>> Begin DOCUMENT EXTRACT

Tag Archives: writing resources

The Essential Freelancers Library

By Amanda Smyth Connor1219898_old_books____2

Every writer should have a solid library that consists primarily of the books that you find most interesting or most inspirational in terms of improving your personal creativity and writing style. However, there are a few basics that every freelancer should have at the ready to prevent you from getting into a sticky situation.

1. The Associated Press Stylebook. This is a no-brainer and most of you are probably in possession of this, however, if you are one of the last holdouts, do yourself a favor and buy a copy. This book will clearly outline how and when to use specific vocabulary, grammar and punctuation while also outlining basic media laws. I’ve been an editor for six years and I pull out this book at least once a week. It’s worth its weight in gold.

>> End DOCUMENT EXTRACT

CHALLENGES —
1 – Update the records from the line that contains "Task: indicate the barn" down to the line that contains "x=960 y=476", swapping "wooden post" for "fence post" and keeping everything else the same. Omit the pictures from your answer.
2 – Write what comes next in the freelancer's library post, picking up right after its final sentence.

>> Begin ENTRIES SUPPLIED

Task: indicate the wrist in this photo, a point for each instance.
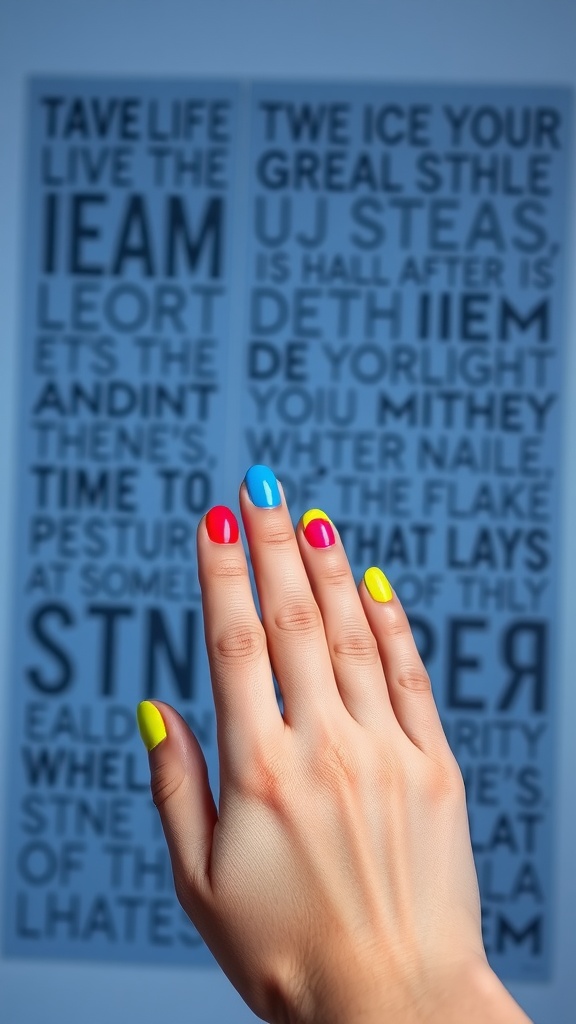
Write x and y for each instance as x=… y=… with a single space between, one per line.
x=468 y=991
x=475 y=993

>> End ENTRIES SUPPLIED
>> Begin ENTRIES SUPPLIED

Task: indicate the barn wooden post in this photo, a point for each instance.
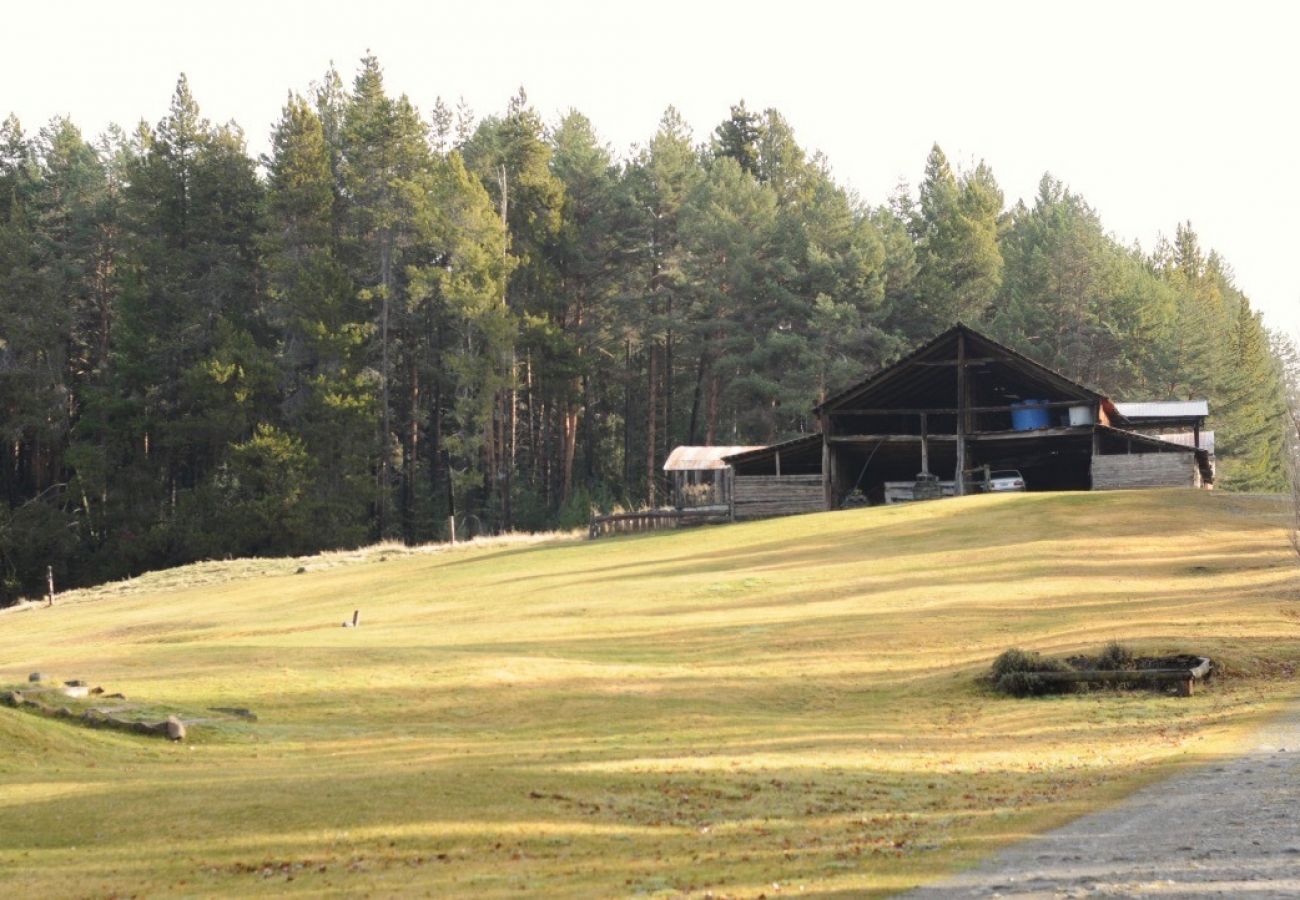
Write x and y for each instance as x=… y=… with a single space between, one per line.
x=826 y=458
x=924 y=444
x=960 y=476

>> End ENTRIES SUPPLIED

EXPECTED RESPONSES —
1 –
Task: indicate the barn fence post in this photo, a point for each instance.
Write x and y for each instance as x=… y=… with a single space between, one per line.
x=826 y=458
x=924 y=444
x=960 y=476

2 –
2. The Chicago Manual of Style. You need this book because not every client who hires you uses the AP style. Plenty of clients still prefer the Chicago style over the AP style, plus it includes updates for digital media guidelines. Cover your bases and have both of these style books at the ready.

3. The Elements of Style. This elegant little book is a guide to the principle elements of writing. This book is not a rule book like the first two entries in this post. It serves as more of a basic road map for writers of all levels to follow on their journey to improving their writing skills.

4. The Writer’s Block. This kitschy little book has pulled me out of more than a few situations whereupon I found myself staring at a blank screen with a blank mind for hours on end. It comes complete with “786 ideas to jump start your creativity” that include writing exercises, spark words and tips for finding inspiration. It’s cheap, it’s fun and I like to reference this little block-shaped book every few months when my creativity well runs dry.

Have I forgotten anything vital? What are your favorite reference books?

Amanda Smyth Connor is a SEMPO-certified SEO specialist, has managed online communities and nationwide marketing campaigns for several start-up and  Fortune 500 companies, and has been an editor for more years than she can remember. She also runs her own wedding planning company, Hummingbird Bridal and Events, throughout the northeast.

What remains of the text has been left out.